=== Short problem 1 ===
Translate this sentence from the message on iXML pragmas into French: "Existing ixml is challenging in terms of debugging."
=== Short problem 2 ===
According to the message on iXML pragmas, why would the writer welcome a requirement that any processor supporting pragmas be able to produce a version of the input grammar containing only the pragmas it will process? Answer in one to three sentences.
=== Short problem 3 ===
Write the next part of the message on iXML pragmas, picking up from its last line.

=== Passage ===
** START **

Re: Thoughts on pragmas and iXML

On Fri, Feb 14, 2025 at 06:32:45PM +0000, Bethan Tovey-Walsh scripsit:
> > I would contend that the syntax of pragmas, on the other hand, needs
> > to allow someone reading a grammar to know which pragmas pertain to
> > which grammar constructs.
> 
> I agree, but I don't think this extends to knowing which pragmas
> *actually have an effect on the processing of* a given construct. It
> just means knowing which construct the pragma is attached to, and
> which construct should therefore provide the context for that pragma's
> semantics to be interpreted.

If I am unable to know which pragmas actually have an effect, and I'm
looking at the serialized output, I'm looking at a debugging process
that starts with editing all the pragmas out of the grammar and putting
them back one at a time. (Where order might be important…)

Existing ixml is challenging in terms of debugging. I would like to see
some concern for pragmas not adding further challenges to an already
difficult process. A pragma requirement to the effect that any processor
which supports pragmas must be able to produce a version of the input
grammar containing only those pragmas which will be processed would be
welcome. (And yes it would need some language about processor options.)

There's a frequent example of using a pragma to substitute in a regular
expression; given the requirement that a pragma not alter the parse tree
resulting from the grammar, this will require an equivalent regular
expression. While in some cases this ought to be straightforward ([Lu]
being trivially equivalent to \p{Lu}) it doesn't seem like it's going to
stay trivially equivalent. If I want to use something like the regular
expression

(\*|_)(.+?)\1

in a grammar via pragma substitution for the RHS, I have to write the
grammar RHS first, and I think that's going to be something like

("_", ~[_]+, "_" | "*", ~[*]+, "*").

** END **

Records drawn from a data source
** START **

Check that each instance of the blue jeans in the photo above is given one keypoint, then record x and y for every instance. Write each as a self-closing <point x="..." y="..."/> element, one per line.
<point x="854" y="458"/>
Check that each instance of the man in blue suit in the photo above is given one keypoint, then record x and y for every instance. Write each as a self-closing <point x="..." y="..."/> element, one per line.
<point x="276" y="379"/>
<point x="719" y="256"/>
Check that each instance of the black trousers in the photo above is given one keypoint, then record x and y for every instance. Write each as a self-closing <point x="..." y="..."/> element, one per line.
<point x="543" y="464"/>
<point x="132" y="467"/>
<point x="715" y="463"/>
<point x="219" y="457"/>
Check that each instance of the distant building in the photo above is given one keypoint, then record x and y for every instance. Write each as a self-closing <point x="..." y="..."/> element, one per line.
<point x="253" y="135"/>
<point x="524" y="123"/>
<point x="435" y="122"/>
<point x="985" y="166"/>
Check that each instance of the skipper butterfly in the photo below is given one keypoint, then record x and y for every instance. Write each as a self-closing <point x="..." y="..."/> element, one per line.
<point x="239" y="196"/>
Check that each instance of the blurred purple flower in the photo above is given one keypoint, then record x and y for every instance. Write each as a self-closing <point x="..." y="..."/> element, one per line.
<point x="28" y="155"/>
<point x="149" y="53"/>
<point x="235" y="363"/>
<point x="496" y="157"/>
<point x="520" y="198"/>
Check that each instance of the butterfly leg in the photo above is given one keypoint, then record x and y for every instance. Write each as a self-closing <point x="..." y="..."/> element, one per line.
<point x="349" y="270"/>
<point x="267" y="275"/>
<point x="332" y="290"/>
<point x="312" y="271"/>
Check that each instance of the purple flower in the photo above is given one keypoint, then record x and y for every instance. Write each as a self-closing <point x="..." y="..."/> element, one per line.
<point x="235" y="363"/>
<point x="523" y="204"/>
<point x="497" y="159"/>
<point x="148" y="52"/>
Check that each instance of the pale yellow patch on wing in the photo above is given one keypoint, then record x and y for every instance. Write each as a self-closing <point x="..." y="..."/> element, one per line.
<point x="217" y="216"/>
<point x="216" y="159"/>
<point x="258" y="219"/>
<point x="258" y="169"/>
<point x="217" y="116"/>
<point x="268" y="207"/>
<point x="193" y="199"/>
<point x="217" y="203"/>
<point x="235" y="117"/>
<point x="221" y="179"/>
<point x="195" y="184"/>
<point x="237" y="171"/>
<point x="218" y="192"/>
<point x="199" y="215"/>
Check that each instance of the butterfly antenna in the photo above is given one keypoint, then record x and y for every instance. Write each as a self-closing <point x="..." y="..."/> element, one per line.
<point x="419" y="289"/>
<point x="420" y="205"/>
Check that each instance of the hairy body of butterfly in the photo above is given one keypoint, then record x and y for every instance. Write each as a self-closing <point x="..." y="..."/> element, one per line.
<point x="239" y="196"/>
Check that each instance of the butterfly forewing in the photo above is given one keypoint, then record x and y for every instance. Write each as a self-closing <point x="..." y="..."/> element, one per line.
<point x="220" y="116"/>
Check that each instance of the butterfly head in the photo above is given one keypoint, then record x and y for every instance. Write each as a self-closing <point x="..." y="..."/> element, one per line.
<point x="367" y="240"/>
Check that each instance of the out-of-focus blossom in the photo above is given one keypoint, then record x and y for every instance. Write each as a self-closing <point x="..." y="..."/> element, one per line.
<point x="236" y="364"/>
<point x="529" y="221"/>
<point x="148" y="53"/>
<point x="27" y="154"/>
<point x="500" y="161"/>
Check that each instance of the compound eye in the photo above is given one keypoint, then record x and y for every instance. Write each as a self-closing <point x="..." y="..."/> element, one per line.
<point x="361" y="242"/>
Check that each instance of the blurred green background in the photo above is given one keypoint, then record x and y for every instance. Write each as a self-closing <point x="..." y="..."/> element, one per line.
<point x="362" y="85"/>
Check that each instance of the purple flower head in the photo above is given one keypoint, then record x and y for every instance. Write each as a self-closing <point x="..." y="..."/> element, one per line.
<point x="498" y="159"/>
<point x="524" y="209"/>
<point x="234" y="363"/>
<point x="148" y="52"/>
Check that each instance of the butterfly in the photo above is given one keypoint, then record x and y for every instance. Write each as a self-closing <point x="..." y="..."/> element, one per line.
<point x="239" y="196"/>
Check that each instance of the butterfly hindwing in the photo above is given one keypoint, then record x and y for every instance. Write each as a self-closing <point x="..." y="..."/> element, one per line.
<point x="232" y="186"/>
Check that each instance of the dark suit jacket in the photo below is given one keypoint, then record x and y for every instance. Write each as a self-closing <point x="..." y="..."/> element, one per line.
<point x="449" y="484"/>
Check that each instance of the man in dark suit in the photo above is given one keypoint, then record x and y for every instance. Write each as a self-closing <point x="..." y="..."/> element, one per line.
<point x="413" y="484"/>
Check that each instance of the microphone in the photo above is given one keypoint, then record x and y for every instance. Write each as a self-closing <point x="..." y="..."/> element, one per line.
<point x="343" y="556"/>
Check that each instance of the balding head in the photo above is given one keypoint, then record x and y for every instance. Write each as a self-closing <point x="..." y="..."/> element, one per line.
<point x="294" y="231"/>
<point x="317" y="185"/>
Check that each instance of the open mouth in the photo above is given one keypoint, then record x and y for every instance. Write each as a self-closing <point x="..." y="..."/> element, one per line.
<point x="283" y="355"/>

** END **

=== Task response 1 ===
L'ixml existant est difficile à déboguer.

=== Task response 2 ===
Existing ixml is already difficult to debug. Without knowing which pragmas actually have an effect, someone examining the serialized output would have to remove every pragma from the grammar and restore them one at a time, where order might matter. The requirement would keep pragmas from making that process harder.

=== Task response 3 ===
but I'd be lost if I had to prove it, or if the processor doesn't like
the substitution. And I'd be in trouble if the grammar version was

(-"_", ~[_]+, -"_" | -"*", ~[*]+, -"*").

(as seems reasonable; drop the delimiters) because in regular expression
terms that's not match, that's replace, and ixml is doing extract more
than it's doing match and these are not conceptually identical.

This makes me want there to be a pragma requirement that makes it
possible to know if the thing going wrong is in the pragma or in the
grammar; perhaps something as simple as "if a processor supports
pragmas, it must have an option to run without pragmas" is the
sufficiently general choice there.  But I do want to stress as much as I
can that the main problem with using ixml is debugging and that the
general trend with pragmas gives me the impression that pragmas are
going to make the difficult worse.

That may be inevitable; greater complexity makes debugging harder. But
it doesn't seem like a good idea to accept stacking barriers to adoption
higher than they are, either.

-- Graydon

--  
Graydon Saunders  | graydonish@fastmail.com
Þæs oferéode, ðisses swá mæg.
-- Deor  ("That passed, so may this.")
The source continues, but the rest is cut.